Exercise
Every line below that mentions the word "striped" should be copied out.

[Image-grounded pointing data]
§

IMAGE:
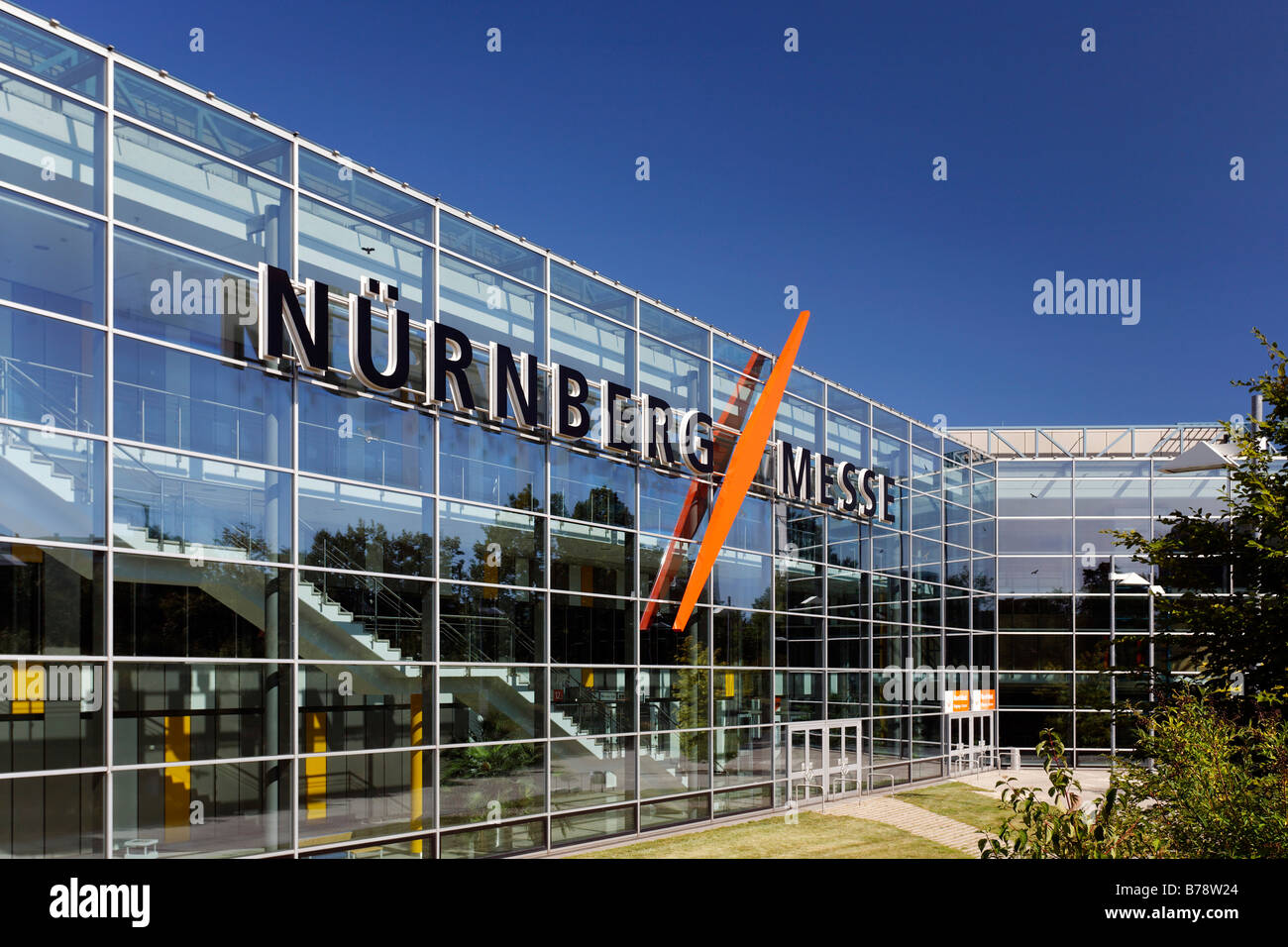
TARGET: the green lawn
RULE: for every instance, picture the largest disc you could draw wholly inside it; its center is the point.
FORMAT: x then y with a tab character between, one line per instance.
960	801
812	836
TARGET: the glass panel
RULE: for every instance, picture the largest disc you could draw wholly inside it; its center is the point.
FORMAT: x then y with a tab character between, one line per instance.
365	706
365	795
595	347
1034	652
490	250
187	195
179	399
585	772
591	701
675	376
1112	497
889	457
365	617
742	698
198	711
743	800
201	508
587	826
673	699
1017	575
1034	536
365	440
741	638
487	783
365	195
340	249
1183	493
50	144
497	547
211	305
675	330
490	308
51	600
365	528
742	579
805	385
673	812
662	644
52	260
51	715
1046	470
889	423
846	440
489	624
673	763
187	118
52	815
52	58
591	560
848	405
502	839
490	703
1034	497
927	440
799	423
589	628
678	506
484	466
591	488
174	607
246	808
53	486
51	372
592	294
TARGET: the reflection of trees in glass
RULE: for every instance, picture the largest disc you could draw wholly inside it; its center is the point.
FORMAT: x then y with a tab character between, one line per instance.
603	505
188	618
502	774
406	553
1096	579
494	557
692	692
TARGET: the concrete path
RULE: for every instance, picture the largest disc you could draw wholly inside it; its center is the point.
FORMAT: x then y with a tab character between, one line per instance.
1095	783
911	818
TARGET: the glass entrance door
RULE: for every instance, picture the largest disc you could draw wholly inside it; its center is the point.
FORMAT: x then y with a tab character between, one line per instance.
970	742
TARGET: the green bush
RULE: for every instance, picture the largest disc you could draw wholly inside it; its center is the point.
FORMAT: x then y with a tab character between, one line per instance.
1211	776
1064	827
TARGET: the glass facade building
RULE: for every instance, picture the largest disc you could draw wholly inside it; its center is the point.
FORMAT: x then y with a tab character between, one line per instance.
1074	641
252	609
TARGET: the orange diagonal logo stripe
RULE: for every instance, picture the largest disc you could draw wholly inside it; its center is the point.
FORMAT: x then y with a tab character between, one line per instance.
742	470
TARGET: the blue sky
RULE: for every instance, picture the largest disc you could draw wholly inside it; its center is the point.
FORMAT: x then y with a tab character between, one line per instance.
814	169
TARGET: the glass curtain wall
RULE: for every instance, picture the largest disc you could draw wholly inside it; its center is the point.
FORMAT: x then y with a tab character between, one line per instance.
245	611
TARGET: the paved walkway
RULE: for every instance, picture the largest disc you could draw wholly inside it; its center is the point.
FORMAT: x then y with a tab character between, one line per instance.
948	831
911	818
1095	783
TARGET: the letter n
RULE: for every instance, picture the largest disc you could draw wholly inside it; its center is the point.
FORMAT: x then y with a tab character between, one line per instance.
309	334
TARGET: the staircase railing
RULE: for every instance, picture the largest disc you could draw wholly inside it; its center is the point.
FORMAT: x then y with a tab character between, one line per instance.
13	376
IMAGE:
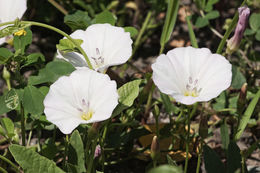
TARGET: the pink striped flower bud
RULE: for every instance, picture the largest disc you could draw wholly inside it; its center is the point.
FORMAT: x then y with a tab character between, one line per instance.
234	42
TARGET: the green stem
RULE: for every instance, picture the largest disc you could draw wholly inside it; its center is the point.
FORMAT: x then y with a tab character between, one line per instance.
22	125
91	157
187	144
66	152
3	170
10	163
199	157
154	163
157	126
58	31
29	138
102	146
144	26
58	6
243	164
228	31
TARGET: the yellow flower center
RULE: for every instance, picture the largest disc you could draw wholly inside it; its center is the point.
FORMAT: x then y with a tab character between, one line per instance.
87	116
20	33
191	88
191	93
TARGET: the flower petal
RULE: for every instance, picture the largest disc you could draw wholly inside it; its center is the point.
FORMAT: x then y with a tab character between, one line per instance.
11	9
191	75
83	91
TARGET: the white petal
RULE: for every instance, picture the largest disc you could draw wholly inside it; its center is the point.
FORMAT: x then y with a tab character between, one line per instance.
165	76
63	103
2	40
192	70
109	42
217	78
76	59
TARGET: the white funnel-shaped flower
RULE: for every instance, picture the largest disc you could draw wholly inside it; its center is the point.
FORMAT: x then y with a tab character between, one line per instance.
191	75
104	44
85	96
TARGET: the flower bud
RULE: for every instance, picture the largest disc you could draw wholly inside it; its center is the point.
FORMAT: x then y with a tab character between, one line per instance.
203	128
155	148
234	42
6	74
93	131
97	151
242	98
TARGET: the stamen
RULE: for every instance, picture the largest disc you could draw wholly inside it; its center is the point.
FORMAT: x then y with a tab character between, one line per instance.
79	109
195	82
87	116
97	51
190	80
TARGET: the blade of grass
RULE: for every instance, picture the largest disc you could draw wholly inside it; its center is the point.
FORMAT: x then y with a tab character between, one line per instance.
171	15
191	33
246	117
228	31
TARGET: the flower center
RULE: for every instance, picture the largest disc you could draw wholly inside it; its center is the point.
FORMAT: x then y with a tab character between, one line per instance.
98	59
86	113
192	88
20	33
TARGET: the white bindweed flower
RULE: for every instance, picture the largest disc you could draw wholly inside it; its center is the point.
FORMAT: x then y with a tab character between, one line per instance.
85	96
191	75
10	10
104	44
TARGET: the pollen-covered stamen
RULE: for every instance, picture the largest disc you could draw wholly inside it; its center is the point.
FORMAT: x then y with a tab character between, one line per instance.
85	112
192	88
99	60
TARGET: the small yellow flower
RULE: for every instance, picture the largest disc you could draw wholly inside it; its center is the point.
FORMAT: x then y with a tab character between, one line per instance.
20	33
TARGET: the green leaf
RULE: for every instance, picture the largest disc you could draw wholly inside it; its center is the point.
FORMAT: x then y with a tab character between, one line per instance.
132	30
12	29
201	22
105	17
210	4
33	58
32	162
166	169
254	21
238	78
76	152
169	107
5	55
220	102
171	161
12	99
233	157
257	36
224	135
193	39
127	94
247	115
212	15
65	45
8	126
212	161
249	32
33	100
21	42
78	20
171	15
49	149
3	108
51	72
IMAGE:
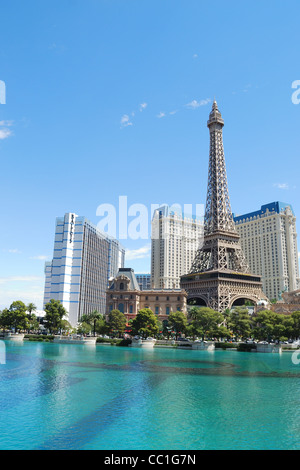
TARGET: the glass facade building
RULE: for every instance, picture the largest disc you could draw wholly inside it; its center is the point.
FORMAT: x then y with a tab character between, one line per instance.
84	260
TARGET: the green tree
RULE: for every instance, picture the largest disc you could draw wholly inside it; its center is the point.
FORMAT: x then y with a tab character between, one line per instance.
117	322
204	321
5	320
295	333
178	322
270	325
16	316
239	322
32	323
93	319
31	308
84	328
55	313
145	323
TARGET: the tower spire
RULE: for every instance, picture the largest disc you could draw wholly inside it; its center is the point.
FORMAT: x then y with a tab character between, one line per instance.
219	274
221	249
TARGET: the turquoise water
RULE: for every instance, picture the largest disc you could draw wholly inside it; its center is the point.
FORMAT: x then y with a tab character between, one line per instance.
84	397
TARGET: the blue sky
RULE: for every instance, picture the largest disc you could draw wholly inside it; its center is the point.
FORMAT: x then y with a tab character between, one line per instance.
109	98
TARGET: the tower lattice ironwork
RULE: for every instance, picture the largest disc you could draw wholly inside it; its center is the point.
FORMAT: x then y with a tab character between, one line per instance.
219	273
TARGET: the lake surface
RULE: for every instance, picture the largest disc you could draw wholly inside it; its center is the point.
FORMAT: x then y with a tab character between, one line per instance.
83	397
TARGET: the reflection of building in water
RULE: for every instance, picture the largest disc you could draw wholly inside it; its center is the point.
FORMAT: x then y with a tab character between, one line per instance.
289	303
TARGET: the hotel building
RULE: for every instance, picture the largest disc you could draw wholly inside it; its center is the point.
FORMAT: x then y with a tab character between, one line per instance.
174	243
124	294
84	260
269	241
144	281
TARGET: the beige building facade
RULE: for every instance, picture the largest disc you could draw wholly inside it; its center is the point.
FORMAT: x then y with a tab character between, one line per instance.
175	240
269	241
125	295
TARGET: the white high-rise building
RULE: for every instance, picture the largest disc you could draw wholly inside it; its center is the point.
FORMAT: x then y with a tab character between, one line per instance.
84	260
174	242
269	241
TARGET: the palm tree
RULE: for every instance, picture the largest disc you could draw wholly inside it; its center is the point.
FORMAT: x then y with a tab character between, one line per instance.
91	319
31	308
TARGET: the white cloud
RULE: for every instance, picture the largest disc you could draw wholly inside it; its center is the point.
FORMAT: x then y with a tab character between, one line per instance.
13	250
143	252
6	123
143	106
4	131
5	280
125	121
196	104
40	257
281	185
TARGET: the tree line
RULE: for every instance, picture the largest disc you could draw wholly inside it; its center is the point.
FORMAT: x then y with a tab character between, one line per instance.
200	322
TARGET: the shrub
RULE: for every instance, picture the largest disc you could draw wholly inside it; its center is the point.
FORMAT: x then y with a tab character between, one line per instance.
225	345
246	347
124	342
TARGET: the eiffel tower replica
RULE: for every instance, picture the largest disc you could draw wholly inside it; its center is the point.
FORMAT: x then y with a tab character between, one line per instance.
219	275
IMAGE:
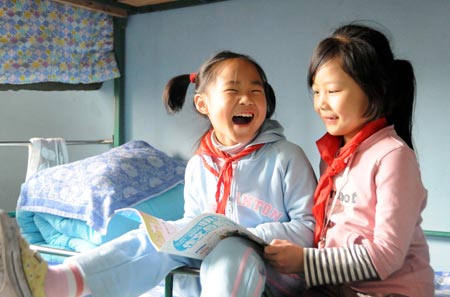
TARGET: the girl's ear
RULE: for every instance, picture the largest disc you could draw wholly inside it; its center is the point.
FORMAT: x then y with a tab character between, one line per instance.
200	104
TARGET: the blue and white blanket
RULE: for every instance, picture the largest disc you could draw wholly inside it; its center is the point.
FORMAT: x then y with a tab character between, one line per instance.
91	189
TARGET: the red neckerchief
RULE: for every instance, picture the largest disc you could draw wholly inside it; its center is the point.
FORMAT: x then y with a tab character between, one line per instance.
328	147
226	172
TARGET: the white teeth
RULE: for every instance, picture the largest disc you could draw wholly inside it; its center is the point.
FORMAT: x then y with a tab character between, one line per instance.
249	115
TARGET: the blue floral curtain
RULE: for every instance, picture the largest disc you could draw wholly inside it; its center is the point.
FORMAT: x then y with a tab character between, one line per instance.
44	41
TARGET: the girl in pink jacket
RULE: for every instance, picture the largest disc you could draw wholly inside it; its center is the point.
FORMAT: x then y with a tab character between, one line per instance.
370	196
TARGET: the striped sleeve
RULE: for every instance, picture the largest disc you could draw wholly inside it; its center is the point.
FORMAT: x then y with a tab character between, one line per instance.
337	265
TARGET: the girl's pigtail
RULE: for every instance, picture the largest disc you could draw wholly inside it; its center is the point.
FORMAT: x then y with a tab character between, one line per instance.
175	91
401	111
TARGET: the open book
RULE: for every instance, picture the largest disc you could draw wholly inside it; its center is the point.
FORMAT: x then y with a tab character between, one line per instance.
196	239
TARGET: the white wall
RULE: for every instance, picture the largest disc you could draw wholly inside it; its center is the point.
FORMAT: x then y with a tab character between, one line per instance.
281	36
73	115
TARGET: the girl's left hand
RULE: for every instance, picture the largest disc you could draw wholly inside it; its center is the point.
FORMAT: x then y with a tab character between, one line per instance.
284	256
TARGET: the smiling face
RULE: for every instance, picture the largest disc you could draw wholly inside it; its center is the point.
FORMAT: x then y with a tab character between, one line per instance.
234	102
339	101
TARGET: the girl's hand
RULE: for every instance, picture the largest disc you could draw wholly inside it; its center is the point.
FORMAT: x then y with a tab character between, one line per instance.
284	256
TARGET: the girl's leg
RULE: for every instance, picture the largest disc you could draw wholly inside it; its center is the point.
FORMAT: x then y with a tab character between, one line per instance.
125	266
233	268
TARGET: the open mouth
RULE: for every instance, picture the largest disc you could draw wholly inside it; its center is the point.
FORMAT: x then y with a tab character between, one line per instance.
242	118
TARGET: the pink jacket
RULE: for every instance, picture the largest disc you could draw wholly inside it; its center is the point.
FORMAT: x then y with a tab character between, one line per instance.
380	202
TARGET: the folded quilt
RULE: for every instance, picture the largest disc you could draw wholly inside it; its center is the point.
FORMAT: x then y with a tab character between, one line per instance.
91	189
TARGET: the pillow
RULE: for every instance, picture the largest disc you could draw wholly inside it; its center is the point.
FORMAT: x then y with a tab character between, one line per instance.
93	188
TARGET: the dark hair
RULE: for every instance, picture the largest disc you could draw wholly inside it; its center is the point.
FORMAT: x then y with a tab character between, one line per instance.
366	56
175	91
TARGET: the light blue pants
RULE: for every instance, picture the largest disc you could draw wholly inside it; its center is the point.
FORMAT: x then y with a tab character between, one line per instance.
129	266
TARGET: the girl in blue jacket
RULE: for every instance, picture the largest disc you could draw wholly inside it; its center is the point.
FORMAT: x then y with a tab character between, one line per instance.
244	168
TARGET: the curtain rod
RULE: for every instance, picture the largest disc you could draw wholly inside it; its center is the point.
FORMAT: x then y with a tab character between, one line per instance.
68	142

§

Solution
TARGET: the pink striped flower bud
TARGET: the striped sleeve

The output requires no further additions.